PROBLEM TO WORK ON:
Turn the lines of the data below into a numbered list, omitting any blank lines.

** Start EXCERPTED DATA **

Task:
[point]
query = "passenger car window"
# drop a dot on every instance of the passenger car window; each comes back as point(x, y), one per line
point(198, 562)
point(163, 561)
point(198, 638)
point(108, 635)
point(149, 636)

** End EXCERPTED DATA **

ANSWER TO THE PROBLEM:
1. Task:
2. [point]
3. query = "passenger car window"
4. # drop a dot on every instance of the passenger car window; each comes back as point(x, y), one per line
5. point(198, 562)
6. point(163, 561)
7. point(198, 638)
8. point(108, 635)
9. point(149, 636)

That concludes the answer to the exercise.